→ **取り組む課題**
1/ 本文抜粋によると、陸軍省燃料課で石油備蓄量の試算を担当した高橋建夫氏は、当時何歳でしたか。
2/ 保存された行のうち、「Target: distant coastline」を含む行から最後の行までを、両端も含めてそのまま書き写してください。

→ **本文抜粋**

なお、下記のサイトも同じような分析を展開しているので参考にされたい。
"太平洋戦争の盲点とその戦略的解答:長沼伸一郎
☆日本が開戦に踏み切った理由は石油のためだったのか?
「対米(英・蘭)戦を辞せざる決意」を謳った「帝国国策遂行要領」を採決した 昭和16年9月6日の御前会議の席上、企画院(現在の経済企画庁)総裁は、 液体燃料(石油)について「一切備蓄に頼る他なくなり、我が国力の弾発性は 日毎に弱化し、海軍は2年後には機能を失い、我が重要産業は極度の戦時規制を 施しても1年以内に麻痺状態になることが判明した」と報告し、 「南方諸地域の要地にして3、4ヶ月の間に確実に我が領有に帰しますれば、 6ヶ月内外から致しまして石油、アルミニウム原料、ニッケル、生ゴム、 錫等の取得が可能」となると述べた。

しかし、その当時、陸軍省燃料課にいた26歳の青年将校で、 石油備蓄量の試算を担当した高橋建夫氏は自著「油断の幻影」(時事通信社)の中で、 「これは正しい計算ではなかった。少しオーバーな計算ではなかったか」と書いている。

→ **保存された行**
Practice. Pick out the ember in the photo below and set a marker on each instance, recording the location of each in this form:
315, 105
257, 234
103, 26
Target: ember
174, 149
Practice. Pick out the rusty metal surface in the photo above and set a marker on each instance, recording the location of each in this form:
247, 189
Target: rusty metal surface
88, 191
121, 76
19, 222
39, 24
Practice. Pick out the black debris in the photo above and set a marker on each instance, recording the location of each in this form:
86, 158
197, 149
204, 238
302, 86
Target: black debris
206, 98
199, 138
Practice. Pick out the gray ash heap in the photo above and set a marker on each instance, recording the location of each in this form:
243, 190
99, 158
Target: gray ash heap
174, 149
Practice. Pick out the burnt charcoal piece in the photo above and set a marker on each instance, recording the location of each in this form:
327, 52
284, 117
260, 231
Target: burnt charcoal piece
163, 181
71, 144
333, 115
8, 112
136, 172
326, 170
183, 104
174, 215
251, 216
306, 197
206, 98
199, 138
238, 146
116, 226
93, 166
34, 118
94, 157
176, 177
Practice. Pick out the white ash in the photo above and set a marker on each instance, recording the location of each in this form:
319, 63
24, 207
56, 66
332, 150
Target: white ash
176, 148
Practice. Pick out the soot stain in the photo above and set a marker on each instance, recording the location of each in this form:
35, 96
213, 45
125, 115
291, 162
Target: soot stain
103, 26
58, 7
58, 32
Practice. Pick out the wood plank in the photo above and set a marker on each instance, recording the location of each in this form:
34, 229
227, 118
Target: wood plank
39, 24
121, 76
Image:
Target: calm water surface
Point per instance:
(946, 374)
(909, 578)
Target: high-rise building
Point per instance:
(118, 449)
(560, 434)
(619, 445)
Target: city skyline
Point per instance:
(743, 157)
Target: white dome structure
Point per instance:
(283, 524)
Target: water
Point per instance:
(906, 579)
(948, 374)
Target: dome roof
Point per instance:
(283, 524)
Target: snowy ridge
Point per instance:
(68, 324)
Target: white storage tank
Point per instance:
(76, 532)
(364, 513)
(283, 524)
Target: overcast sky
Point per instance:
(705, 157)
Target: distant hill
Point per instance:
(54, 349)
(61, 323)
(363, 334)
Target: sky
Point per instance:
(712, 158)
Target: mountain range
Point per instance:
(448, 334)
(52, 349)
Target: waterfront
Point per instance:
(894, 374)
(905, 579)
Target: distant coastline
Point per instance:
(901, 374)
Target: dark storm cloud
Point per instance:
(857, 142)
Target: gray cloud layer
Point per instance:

→ **課題の解答**
1/ 26歳でした。

2/
Target: distant coastline
Point per instance:
(901, 374)
Target: dark storm cloud
Point per instance:
(857, 142)
Target: gray cloud layer
Point per instance:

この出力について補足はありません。